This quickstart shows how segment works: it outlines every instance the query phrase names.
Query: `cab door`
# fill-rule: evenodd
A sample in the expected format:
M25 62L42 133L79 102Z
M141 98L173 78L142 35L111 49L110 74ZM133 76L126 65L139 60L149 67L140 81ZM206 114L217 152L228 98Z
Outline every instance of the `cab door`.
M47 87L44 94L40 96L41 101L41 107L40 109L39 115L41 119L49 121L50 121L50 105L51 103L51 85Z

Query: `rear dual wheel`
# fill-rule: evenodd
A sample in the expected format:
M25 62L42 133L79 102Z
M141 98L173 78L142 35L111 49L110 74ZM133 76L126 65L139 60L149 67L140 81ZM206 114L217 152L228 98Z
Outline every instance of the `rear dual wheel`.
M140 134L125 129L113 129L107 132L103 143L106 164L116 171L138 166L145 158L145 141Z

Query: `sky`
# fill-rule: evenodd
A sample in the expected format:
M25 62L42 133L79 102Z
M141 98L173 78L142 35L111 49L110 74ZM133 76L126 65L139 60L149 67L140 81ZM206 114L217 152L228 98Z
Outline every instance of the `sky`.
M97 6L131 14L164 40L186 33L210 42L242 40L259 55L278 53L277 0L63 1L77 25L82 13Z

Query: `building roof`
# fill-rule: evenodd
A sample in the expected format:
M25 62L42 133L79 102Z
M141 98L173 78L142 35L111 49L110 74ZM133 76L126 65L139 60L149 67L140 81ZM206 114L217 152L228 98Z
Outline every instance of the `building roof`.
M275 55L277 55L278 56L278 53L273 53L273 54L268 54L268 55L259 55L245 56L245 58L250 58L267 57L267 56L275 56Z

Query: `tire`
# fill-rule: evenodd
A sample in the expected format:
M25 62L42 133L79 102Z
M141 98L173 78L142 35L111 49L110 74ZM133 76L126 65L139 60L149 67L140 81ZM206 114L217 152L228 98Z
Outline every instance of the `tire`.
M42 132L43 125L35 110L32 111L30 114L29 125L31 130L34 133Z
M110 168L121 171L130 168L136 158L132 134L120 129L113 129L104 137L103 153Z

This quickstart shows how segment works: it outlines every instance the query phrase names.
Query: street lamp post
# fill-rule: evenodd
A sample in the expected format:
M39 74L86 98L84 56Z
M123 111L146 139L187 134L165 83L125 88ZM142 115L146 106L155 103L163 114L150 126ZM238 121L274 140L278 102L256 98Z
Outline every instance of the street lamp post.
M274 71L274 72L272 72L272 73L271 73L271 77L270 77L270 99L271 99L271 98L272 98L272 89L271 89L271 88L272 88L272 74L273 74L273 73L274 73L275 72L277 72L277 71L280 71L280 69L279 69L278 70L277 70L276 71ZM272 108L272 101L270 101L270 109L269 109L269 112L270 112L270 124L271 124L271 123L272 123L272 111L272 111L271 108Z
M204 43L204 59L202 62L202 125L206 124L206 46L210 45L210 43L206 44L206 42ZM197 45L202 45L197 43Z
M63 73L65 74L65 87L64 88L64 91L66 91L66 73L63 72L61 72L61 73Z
—————
[The task]
Starting at the top of the listing and stopping after the line that contains "M110 168L121 171L130", rewrite those lines as a JSON list of strings with one string per line and no blank lines.

[Solution below]
[
  "This quickstart shows how segment works: it outlines every instance the query phrase names.",
  "Query: `cab door`",
  "# fill-rule: evenodd",
  "A sample in the expected format:",
  "M25 62L42 133L79 102Z",
  "M141 98L173 78L142 35L111 49L110 74ZM133 76L126 65L139 60L149 67L140 81ZM206 114L217 152L228 98Z",
  "Outline every instance of the `cab door`.",
  "M47 87L44 94L40 96L41 101L41 107L40 109L39 115L41 119L49 121L50 121L50 105L51 103L51 85Z",
  "Query: `rear dual wheel`",
  "# fill-rule: evenodd",
  "A sample in the expected format:",
  "M25 62L42 133L79 102Z",
  "M141 98L173 78L142 35L111 49L110 74ZM133 76L126 65L139 60L149 67L140 81ZM206 114L217 152L228 98Z",
  "Outline every instance of the `rear dual wheel`.",
  "M140 134L125 129L113 129L107 132L103 143L106 164L116 171L138 166L145 158L145 141Z",
  "Query: `sky`",
  "# fill-rule: evenodd",
  "A sample in the expected format:",
  "M25 62L42 133L79 102Z",
  "M141 98L173 78L142 35L111 49L110 74ZM133 76L126 65L139 60L149 67L140 81ZM206 114L217 152L228 98Z",
  "Outline every instance of the `sky`.",
  "M97 6L131 14L164 40L186 33L210 42L242 40L259 55L278 53L277 0L63 1L77 25L82 13Z",
  "Query: `building roof`",
  "# fill-rule: evenodd",
  "A sample in the expected format:",
  "M25 62L42 133L79 102Z",
  "M141 98L173 78L142 35L111 49L110 74ZM133 76L126 65L139 60L149 67L140 81ZM206 114L217 152L228 98Z",
  "Outline every instance of the `building roof`.",
  "M275 55L277 55L278 56L278 53L273 53L273 54L268 54L268 55L259 55L245 56L245 58L250 58L267 57L267 56L275 56Z",
  "Query: `tire`",
  "# fill-rule: evenodd",
  "A sample in the expected format:",
  "M25 62L42 133L79 102Z",
  "M141 98L173 78L142 35L111 49L110 74ZM133 76L126 65L139 60L149 67L140 81ZM206 114L217 152L228 98Z",
  "Outline every instance of the `tire`.",
  "M42 132L43 125L35 110L32 111L30 114L29 125L31 130L34 133Z",
  "M110 168L121 171L130 168L136 158L132 134L120 129L113 129L104 137L103 153Z"
]